Dataset content ::
>>>>>
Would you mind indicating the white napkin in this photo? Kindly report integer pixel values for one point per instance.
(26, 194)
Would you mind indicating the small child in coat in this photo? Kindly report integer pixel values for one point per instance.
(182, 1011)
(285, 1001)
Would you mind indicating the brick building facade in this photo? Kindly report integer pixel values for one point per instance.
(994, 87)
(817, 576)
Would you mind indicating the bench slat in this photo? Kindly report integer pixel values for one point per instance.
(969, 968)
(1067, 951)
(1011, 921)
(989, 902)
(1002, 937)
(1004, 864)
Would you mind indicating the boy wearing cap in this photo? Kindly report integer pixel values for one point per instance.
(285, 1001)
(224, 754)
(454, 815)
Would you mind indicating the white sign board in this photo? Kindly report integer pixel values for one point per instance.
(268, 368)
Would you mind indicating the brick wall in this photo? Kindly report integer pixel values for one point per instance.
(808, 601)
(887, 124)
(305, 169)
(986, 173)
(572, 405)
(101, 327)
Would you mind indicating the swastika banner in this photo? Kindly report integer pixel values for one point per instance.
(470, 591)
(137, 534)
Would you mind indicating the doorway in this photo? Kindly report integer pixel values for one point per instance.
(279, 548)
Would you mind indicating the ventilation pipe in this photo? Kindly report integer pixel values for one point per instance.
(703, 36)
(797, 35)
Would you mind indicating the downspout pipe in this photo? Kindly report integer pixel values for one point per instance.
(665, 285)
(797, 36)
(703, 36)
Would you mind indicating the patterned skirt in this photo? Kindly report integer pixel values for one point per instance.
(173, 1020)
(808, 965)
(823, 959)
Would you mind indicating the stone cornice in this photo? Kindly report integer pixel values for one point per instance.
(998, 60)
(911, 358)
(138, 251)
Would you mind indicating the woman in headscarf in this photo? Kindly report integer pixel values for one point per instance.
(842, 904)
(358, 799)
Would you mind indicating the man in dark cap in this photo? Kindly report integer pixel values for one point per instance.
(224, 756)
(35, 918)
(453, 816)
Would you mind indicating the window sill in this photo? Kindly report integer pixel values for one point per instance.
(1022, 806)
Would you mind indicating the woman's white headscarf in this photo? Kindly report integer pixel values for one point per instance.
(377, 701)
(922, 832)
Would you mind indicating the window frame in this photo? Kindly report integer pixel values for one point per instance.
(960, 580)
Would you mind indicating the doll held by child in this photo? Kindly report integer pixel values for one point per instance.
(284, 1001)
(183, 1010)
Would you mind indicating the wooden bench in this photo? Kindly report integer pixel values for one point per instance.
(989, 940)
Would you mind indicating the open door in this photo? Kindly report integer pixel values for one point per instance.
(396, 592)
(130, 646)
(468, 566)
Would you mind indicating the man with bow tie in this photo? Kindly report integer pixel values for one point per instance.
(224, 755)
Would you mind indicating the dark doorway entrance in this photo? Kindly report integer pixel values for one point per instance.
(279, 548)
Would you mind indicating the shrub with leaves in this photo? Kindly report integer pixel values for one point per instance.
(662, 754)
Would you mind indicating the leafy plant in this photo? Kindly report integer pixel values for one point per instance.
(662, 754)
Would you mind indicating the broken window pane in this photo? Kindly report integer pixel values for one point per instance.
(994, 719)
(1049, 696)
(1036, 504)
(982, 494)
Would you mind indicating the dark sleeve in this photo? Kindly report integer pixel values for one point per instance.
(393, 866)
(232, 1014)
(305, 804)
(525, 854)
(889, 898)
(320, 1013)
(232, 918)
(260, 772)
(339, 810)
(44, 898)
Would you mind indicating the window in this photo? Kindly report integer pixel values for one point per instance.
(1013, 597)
<<<<<
What is required :: All lines starting at the one holding "Would you mind indicating the dark sleeve" and ending at the last line above must be output exactly, and no other line may appear.

Written reply ::
Would you mind indicating the dark sleeve in this photo? Kindly report integer pixel values for one point per instance.
(393, 866)
(232, 1014)
(305, 804)
(525, 854)
(889, 898)
(320, 1013)
(232, 918)
(260, 772)
(339, 810)
(44, 898)
Would you mind indicating the window in this photo? Kindly report integer pixel values for one point per instance.
(1013, 597)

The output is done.